Skip to main content

Release notes for Deephaven version 0.34

· 10 min read
AI prompt: Friendly python slithering over several sheets of paper

The wait is over, and Deephaven Community Core version 0.34.0 is out. This is a big release with significant enhancements and new features. Are you ready to explore the latest updates? Let's dive in and discover what's new!

New features

Command line interface for pip-installed Deephaven

Do you run Deephaven from Python without Docker? If so, chances are it's because:

  • You don't like Docker.
  • You want to keep everything in Python.
  • You like the Jupyter experience.

Well, we have good news. It just got even easier to start Deephaven from Python with the introduction of a new command line interface.

If you pip install Deephaven 0.34.0 or later via pip install deephaven-server, you can start a Deephaven server with a single deephaven command:

# Start a server on port 8080 with a random PSK
deephaven server
# Start a server on port 10000 with a random PSK
deephaven server --port 10000
# Start a server on port 9999 with 12GB of heap
deephaven server --port 9999 --jvm-args="-Xmx12g"
# Start a server with `/tmp/deephaven` as the data directory
deephaven server --jvm-args="-Ddeephaven.dataDir=/tmp/deephaven"
# Start a server with the console disabled
deephaven server --jvm-args="-Ddeephaven.console.disable=true"
# Get help with the Deephaven command
deephaven --help
# Get help with the Deephaven server command
deephaven server --help

For more information about installing Deephaven with pip, see the pip install guide.

::::

Required work — Reproduce everything in the Deephaven 0.34 release notes from "The wait is" down to "command line interface.".

Data segment —
::::

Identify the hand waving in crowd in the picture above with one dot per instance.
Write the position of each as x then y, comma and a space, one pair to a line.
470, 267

::::

Solution for this exercise —
The wait is over, and Deephaven Community Core version 0.34.0 is out. This is a big release with significant enhancements and new features. Are you ready to explore the latest updates? Let's dive in and discover what's new!

New features

Command line interface for pip-installed Deephaven

Do you run Deephaven from Python without Docker? If so, chances are it's because:

  • You don't like Docker.
  • You want to keep everything in Python.
  • You like the Jupyter experience.

Well, we have good news. It just got even easier to start Deephaven from Python with the introduction of a new command line interface.